文書の抜粋:
豚肩ロースかたまり肉が100グラムほど余っていたから、トマたま炒めをつくることにした。
豚肉が100グラムでは、僕の場合は2食分だし、それだけでは足りないけれど、トマたま炒めは卵をたくさん入れるから、タンパク源としては十分ということになる。
卵とトマトが相性がいいのは、オムレツにケチャップをかけることからも知れた話で、トマたま炒めは中国では、定番の家庭料理であるらしい。
今回は、豚肉とも卵とも相性がいいタケノコをくわえ、青みとして青ねぎを入れることにした。
豚肉を炒めものに使う場合は、とにかく「硬くしないこと」がコツとなる。
肉は、火が通るにつれて、硬くなる。これを再びやわらかくするためには、豚肉なら、30分~1時間くらいは煮込むことが必要だ。
火加減は弱く、炒める時間もできるだけ短くし、肉が硬くなるまえに料理を終えてしまうようにする。
それから、肉は火が通ってしまうと、味が入りにくくなる。とくに肉に厚みがある場合には、生のうちに味を入れておかないと、肉の外側だけ味がつき、中は無味ということになる。
なので肉には、かならず下味をつけておく。今回は韓国の「炒め煮(ポッカ)」の要領で、ニンニクと豆板醤を炒めたら、火を止めて調味料を入れ、そこに肉をつけ込むようにした。
あとはトマトが、本当に一瞬で火が通るから、火を加えすぎないことがポイントだ。
トマトの形が残ったほうが見栄えがいいからなのだが、今回はモタモタしてしまったため、トマトは跡形もなく煮くずれてしまった次第。
まずは卵だけ炒めておく。
フライパンに、サラダ油・大さじ1を入れて中火にかけ、溶き卵・3個分をそそぎ込む。
あまりガチャガチャ混ぜてしまうと、炒り卵になってしまう。8割がた固まるまで放置して、最後にザックリ大きめにまとめ、よく火を通して皿にとり出す。
あらためてフライパンに、
- サラダ油 大さじ1
- ニンニク 1かけ (みじん切り)

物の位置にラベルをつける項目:
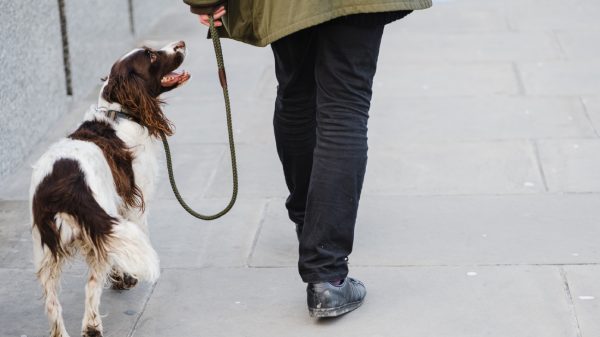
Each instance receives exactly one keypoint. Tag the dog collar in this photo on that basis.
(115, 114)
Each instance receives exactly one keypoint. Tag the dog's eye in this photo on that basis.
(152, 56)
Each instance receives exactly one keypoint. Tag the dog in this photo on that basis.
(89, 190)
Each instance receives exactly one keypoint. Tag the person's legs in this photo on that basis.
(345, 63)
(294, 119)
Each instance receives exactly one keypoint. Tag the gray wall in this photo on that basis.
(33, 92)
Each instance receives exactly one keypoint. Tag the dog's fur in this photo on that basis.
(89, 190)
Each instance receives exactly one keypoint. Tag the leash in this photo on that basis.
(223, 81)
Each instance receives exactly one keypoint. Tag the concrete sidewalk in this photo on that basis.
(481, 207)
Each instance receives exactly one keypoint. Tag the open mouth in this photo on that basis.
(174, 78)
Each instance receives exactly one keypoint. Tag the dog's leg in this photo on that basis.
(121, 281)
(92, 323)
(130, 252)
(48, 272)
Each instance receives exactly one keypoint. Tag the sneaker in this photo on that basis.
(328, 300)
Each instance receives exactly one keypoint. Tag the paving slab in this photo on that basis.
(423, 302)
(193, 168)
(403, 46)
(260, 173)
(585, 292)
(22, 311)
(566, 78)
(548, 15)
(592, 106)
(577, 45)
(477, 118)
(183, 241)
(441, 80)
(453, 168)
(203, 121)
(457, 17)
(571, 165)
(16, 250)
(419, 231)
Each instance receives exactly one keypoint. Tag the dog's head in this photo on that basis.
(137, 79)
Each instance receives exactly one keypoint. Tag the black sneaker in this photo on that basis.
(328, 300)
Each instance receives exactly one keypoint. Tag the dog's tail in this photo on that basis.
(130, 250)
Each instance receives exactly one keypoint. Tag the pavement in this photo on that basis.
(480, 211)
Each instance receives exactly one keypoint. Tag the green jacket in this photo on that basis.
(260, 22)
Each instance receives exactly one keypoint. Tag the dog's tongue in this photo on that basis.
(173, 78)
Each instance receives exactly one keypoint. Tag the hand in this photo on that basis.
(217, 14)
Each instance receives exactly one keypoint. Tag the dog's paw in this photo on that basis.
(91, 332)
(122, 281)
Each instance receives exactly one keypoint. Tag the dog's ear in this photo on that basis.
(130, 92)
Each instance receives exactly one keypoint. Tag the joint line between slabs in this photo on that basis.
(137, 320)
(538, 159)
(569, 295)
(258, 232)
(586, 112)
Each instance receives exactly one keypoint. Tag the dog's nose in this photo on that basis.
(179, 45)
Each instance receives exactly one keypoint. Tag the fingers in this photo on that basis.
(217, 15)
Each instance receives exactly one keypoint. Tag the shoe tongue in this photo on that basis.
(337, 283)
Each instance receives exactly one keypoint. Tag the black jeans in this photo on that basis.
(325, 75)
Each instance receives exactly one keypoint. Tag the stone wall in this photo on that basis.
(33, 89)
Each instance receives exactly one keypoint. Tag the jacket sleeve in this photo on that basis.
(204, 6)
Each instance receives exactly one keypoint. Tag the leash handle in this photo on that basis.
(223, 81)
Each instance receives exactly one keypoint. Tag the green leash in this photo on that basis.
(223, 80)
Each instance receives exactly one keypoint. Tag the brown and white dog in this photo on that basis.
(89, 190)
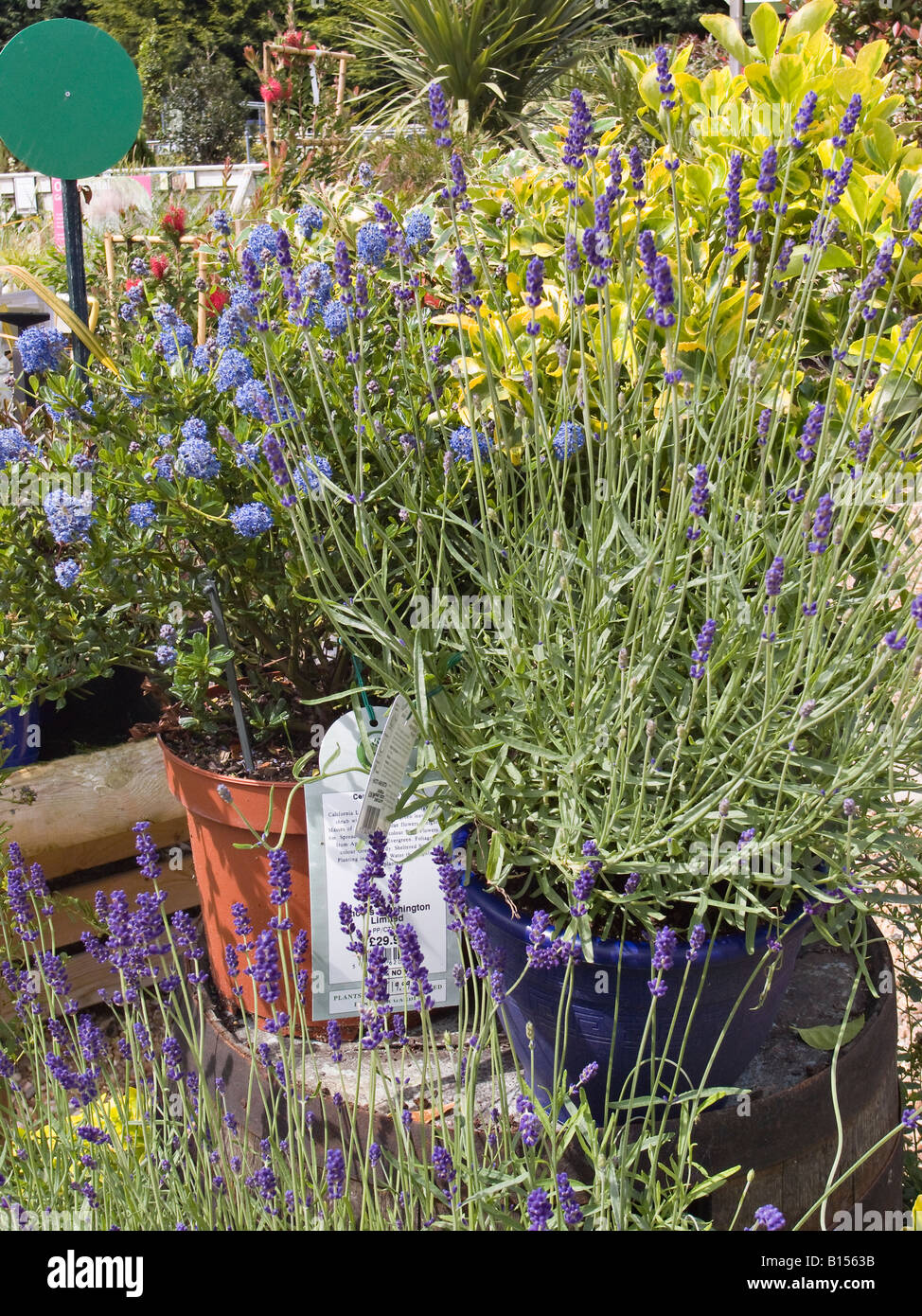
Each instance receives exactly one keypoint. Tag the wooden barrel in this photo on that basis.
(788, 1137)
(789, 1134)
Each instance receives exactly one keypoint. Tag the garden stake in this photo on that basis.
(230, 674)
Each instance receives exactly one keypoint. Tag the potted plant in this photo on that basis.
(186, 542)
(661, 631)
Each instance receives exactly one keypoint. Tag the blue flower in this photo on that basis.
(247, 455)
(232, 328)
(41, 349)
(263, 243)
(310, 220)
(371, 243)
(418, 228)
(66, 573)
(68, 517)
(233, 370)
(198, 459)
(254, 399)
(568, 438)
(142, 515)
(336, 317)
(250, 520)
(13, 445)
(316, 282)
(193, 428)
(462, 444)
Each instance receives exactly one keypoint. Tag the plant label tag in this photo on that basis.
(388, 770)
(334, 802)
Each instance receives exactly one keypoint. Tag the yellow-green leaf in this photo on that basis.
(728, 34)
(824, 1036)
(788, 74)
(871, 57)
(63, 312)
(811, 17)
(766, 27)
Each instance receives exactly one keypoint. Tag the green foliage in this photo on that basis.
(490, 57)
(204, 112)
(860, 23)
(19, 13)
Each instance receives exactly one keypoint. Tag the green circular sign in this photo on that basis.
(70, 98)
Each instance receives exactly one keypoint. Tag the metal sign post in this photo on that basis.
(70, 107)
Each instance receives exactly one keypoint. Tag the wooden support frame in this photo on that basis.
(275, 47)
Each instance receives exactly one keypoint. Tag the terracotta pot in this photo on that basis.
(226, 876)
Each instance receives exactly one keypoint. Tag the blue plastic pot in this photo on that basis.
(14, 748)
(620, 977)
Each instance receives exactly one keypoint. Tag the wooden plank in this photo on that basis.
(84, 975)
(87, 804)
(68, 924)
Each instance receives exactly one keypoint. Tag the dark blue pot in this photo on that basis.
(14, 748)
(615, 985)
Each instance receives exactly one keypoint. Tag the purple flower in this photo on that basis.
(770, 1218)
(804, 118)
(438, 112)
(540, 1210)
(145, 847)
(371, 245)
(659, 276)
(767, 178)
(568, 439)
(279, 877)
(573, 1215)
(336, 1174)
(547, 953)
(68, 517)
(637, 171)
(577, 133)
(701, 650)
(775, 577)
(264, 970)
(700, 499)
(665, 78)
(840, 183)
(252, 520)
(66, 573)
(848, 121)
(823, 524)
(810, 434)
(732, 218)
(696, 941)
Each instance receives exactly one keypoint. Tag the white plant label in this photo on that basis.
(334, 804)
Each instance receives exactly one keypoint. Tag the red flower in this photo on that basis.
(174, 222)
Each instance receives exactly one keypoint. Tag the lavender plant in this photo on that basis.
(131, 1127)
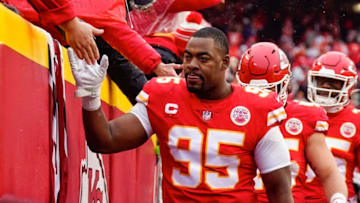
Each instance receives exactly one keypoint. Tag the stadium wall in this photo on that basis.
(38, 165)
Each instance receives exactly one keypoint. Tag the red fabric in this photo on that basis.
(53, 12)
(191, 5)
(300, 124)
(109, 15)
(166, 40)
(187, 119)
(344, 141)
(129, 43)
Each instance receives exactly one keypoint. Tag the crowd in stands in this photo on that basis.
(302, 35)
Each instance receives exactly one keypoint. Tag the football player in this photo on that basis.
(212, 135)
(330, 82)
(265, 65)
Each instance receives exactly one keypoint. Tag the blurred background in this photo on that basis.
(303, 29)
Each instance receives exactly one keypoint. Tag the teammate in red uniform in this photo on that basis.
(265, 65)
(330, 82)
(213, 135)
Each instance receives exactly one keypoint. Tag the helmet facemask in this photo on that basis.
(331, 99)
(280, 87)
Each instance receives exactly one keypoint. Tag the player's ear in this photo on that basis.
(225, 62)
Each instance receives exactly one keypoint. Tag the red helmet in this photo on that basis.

* * *

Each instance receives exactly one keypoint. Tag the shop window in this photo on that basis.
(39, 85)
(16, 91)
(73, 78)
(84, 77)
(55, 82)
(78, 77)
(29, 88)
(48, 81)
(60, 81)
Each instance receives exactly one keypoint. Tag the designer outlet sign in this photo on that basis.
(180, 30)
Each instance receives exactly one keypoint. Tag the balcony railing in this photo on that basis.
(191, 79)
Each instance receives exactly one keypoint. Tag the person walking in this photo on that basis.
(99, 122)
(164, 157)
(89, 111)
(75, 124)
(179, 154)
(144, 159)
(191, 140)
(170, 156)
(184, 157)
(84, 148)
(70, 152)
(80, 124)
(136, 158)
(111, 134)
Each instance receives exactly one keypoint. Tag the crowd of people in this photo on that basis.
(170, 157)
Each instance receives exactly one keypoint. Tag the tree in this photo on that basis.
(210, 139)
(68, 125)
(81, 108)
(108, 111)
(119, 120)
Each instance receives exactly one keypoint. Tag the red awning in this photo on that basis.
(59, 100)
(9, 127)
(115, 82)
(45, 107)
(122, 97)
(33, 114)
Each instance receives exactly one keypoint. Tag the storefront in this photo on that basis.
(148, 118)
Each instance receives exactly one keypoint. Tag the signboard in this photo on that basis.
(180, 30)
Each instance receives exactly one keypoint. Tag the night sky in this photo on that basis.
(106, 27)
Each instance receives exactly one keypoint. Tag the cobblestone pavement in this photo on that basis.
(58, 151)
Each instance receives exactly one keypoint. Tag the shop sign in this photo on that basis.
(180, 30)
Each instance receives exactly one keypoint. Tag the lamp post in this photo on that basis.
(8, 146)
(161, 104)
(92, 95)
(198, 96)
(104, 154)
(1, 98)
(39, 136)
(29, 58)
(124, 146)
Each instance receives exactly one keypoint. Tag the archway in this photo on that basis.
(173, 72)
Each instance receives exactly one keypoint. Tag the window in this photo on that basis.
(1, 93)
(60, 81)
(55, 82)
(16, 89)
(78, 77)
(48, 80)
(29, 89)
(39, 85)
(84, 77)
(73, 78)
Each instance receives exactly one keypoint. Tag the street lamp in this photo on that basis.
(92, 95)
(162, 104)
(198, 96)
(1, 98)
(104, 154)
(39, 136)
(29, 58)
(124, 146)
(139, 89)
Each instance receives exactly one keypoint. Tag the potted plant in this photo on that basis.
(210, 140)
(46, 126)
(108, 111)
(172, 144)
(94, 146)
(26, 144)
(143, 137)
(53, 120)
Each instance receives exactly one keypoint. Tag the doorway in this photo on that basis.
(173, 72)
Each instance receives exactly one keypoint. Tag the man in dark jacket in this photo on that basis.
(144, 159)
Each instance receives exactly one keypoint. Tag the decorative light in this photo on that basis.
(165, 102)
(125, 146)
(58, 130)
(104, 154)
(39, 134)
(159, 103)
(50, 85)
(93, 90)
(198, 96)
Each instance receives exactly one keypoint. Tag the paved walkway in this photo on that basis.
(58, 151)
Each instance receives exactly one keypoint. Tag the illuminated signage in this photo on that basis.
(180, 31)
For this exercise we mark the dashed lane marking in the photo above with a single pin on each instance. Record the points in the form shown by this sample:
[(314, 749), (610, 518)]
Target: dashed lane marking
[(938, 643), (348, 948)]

--

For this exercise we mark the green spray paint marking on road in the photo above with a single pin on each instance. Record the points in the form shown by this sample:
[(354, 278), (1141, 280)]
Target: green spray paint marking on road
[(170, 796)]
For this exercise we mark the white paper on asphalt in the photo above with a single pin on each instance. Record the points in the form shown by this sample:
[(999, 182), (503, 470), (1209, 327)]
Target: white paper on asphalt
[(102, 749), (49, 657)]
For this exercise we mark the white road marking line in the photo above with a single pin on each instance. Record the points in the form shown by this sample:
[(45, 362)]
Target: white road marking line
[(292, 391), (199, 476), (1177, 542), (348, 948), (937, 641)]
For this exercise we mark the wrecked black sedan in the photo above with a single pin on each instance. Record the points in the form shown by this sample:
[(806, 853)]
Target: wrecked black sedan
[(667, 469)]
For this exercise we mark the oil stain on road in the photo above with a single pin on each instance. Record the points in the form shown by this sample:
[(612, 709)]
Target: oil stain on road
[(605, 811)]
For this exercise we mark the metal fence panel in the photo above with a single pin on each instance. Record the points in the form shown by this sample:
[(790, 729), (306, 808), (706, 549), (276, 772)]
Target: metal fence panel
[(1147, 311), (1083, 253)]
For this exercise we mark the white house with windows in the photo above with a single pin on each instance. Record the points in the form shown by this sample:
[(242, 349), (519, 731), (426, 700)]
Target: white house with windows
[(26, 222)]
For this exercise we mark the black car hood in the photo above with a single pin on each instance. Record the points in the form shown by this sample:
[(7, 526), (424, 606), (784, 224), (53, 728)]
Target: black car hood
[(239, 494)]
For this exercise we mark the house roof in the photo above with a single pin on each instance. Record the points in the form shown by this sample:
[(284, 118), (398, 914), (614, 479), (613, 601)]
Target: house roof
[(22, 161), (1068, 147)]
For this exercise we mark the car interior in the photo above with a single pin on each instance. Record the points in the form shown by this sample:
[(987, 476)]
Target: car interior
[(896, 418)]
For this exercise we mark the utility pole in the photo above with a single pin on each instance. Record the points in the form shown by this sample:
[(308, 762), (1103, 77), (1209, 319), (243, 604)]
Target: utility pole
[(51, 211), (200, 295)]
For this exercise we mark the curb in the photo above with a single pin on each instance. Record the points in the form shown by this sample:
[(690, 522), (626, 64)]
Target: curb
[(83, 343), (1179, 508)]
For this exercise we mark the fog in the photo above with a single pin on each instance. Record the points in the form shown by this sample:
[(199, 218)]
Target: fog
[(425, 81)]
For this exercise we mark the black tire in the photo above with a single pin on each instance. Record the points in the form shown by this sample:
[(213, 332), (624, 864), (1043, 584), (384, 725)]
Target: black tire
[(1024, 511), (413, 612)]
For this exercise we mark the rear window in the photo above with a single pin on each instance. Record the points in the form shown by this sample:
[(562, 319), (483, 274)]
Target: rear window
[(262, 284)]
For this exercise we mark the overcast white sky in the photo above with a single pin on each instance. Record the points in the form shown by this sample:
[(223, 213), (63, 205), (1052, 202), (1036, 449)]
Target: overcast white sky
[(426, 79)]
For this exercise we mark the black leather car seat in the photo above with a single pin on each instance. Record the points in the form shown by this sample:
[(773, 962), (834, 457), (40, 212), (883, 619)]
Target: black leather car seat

やることリスト:
1. トマたま炒めの文章のうち、「豚肉が100グラムでは、僕の」から始まって「まずは卵だけ炒めておく。」で終わるところを、一字一句そのまま書き写してください。
2. 次の(a)～(c)がトマたま炒めの文章の内容と合っているか、それぞれ「はい」か「いいえ」で答え、決め手になる文章の言葉をそのまま引用してください。
(a) 豚肉をもう一度やわらかくするには、30分から1時間くらい煮込む必要がある。
(b) 今回はトマトの形がきれいに残った。
(c) 卵は8割がた固まるまで、混ぜずに置いておく。

答えの一覧:
1.
豚肉が100グラムでは、僕の場合は2食分だし、それだけでは足りないけれど、トマたま炒めは卵をたくさん入れるから、タンパク源としては十分ということになる。
卵とトマトが相性がいいのは、オムレツにケチャップをかけることからも知れた話で、トマたま炒めは中国では、定番の家庭料理であるらしい。
今回は、豚肉とも卵とも相性がいいタケノコをくわえ、青みとして青ねぎを入れることにした。
豚肉を炒めものに使う場合は、とにかく「硬くしないこと」がコツとなる。
肉は、火が通るにつれて、硬くなる。これを再びやわらかくするためには、豚肉なら、30分~1時間くらいは煮込むことが必要だ。
火加減は弱く、炒める時間もできるだけ短くし、肉が硬くなるまえに料理を終えてしまうようにする。
それから、肉は火が通ってしまうと、味が入りにくくなる。とくに肉に厚みがある場合には、生のうちに味を入れておかないと、肉の外側だけ味がつき、中は無味ということになる。
なので肉には、かならず下味をつけておく。今回は韓国の「炒め煮(ポッカ)」の要領で、ニンニクと豆板醤を炒めたら、火を止めて調味料を入れ、そこに肉をつけ込むようにした。
あとはトマトが、本当に一瞬で火が通るから、火を加えすぎないことがポイントだ。
トマトの形が残ったほうが見栄えがいいからなのだが、今回はモタモタしてしまったため、トマトは跡形もなく煮くずれてしまった次第。
まずは卵だけ炒めておく。

2.
(a) はい。「豚肉なら、30分~1時間くらいは煮込むことが必要だ」
(b) いいえ。「トマトは跡形もなく煮くずれてしまった次第」
(c) はい。「8割がた固まるまで放置して」